──────── INFORMATION PROVIDED

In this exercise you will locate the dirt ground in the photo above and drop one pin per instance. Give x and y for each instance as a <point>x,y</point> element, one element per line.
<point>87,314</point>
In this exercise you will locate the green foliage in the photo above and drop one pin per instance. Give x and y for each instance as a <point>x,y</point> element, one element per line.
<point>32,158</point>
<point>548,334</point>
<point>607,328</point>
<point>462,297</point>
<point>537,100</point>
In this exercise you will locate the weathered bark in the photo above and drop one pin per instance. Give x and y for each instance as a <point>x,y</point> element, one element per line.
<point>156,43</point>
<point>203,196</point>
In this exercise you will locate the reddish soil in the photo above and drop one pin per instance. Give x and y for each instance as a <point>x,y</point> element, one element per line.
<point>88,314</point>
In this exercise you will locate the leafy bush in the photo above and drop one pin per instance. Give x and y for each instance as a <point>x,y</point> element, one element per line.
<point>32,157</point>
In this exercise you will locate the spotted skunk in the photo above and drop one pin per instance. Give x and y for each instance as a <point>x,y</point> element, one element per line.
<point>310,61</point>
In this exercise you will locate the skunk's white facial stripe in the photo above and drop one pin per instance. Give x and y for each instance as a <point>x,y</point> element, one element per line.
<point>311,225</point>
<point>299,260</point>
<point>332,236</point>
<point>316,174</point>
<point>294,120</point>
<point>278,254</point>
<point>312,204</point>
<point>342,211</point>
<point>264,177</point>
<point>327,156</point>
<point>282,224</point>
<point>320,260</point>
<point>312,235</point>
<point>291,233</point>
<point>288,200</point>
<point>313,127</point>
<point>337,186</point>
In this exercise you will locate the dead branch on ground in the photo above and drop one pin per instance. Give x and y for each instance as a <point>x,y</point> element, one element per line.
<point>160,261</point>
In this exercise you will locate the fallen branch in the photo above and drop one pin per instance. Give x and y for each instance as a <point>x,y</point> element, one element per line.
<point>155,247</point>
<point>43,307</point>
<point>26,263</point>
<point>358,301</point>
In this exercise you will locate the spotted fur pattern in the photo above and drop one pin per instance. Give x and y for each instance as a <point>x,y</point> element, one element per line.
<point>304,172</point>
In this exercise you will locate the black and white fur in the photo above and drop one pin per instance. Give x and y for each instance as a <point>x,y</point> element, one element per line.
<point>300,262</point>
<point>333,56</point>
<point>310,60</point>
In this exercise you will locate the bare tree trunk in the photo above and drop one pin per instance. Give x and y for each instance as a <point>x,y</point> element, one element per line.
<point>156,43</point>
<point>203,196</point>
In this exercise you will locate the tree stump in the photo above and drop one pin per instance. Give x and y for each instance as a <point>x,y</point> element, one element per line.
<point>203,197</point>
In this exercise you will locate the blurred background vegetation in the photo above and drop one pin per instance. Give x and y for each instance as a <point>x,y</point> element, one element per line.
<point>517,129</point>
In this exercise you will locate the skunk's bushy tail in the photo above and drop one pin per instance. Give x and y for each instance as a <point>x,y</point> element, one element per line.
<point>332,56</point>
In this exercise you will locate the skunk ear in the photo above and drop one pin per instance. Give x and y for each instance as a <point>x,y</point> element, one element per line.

────────────────

:: INSTRUCTIONS FOR THE TASK ::
Format every line of the listing above as a numbered list, omitting any blank lines.

:: COMPLETE OUTPUT ::
1. In this exercise you will locate the dirt ground in the photo above and drop one pin per instance. Give x and y for each instance as a <point>x,y</point> element, one element per line.
2. <point>87,314</point>
3. In this exercise you will locate the green foliage in the photo above and drop one pin per instance. Give x and y for each instance as a <point>x,y</point> element, one element per line.
4. <point>32,158</point>
5. <point>548,334</point>
6. <point>607,328</point>
7. <point>462,297</point>
8. <point>537,100</point>
9. In this exercise you will locate the weathered bark in the photo above and drop one pin per instance. Give x and y for each instance as a <point>x,y</point> element, one element per line.
10. <point>156,43</point>
11. <point>203,196</point>
12. In this exercise you will locate the reddish soil in the photo above and drop one pin per instance. Give x and y for each instance as a <point>x,y</point> element, one element per line.
13. <point>88,314</point>
14. In this exercise you will locate the leafy bush in the photo above and drop one pin per instance. Give x and y for each instance as a <point>x,y</point> element, one element per line.
15. <point>32,157</point>
16. In this exercise you will locate the spotted skunk in the photo above and drop one pin per instance. Give x and y for each instance as a <point>x,y</point> element, one element per line.
17. <point>310,61</point>
18. In this exercise you will locate the skunk's white facial stripe in the photo above and drop one pin per instance. Give x and y for each instance as a <point>x,y</point> element, one element per line.
19. <point>311,225</point>
20. <point>299,260</point>
21. <point>332,236</point>
22. <point>316,174</point>
23. <point>294,120</point>
24. <point>278,254</point>
25. <point>312,204</point>
26. <point>342,211</point>
27. <point>264,177</point>
28. <point>327,156</point>
29. <point>282,224</point>
30. <point>320,260</point>
31. <point>312,235</point>
32. <point>291,233</point>
33. <point>288,200</point>
34. <point>313,127</point>
35. <point>337,186</point>
36. In this exercise you will locate the dead branch on ground in the photo above and drop one pin per instance. Give x and y for each instance as a <point>x,y</point> element, one element per line.
37. <point>160,261</point>
38. In this exercise you will locate the fallen branch in the photo above and drop one pin per instance. Give x and y for each instance as a <point>x,y</point> element, one element per line.
39. <point>155,247</point>
40. <point>43,307</point>
41. <point>26,263</point>
42. <point>358,301</point>
43. In this exercise you will locate the spotted fur pattern in the photo above and drop one pin per instance. Give x and y for each instance as a <point>x,y</point> element, one element per line.
44. <point>304,172</point>
45. In this exercise you will locate the black and white fur in the photo above and drop one pin per instance. Give x and y for each instance as a <point>x,y</point> element, one element per line.
46. <point>300,262</point>
47. <point>333,56</point>
48. <point>310,60</point>
49. In this exercise you will locate the bare tree trunk in the photo above and drop one pin per instance. Give x and y for each instance as a <point>x,y</point> element, one element per line.
50. <point>156,43</point>
51. <point>203,196</point>
52. In this exercise you will locate the tree stump in the photo above and drop one pin per instance. Give x and y for each instance as a <point>x,y</point> element, one element per line.
53. <point>203,197</point>
54. In this exercise you will locate the blurred background vegetation in the photo above and drop one pin per instance. Give x and y for each instance as a <point>x,y</point> element, one element per line.
55. <point>517,129</point>
56. In this exercise you will locate the skunk's bushy tail in the photo above and drop one pin per instance. Give x and y for each instance as a <point>x,y</point> element, one element per line.
57. <point>332,56</point>
58. In this exercise you will locate the skunk ear in the photo above and drop one pin per instance. Give x and y for each instance as a <point>x,y</point> element, one element per line.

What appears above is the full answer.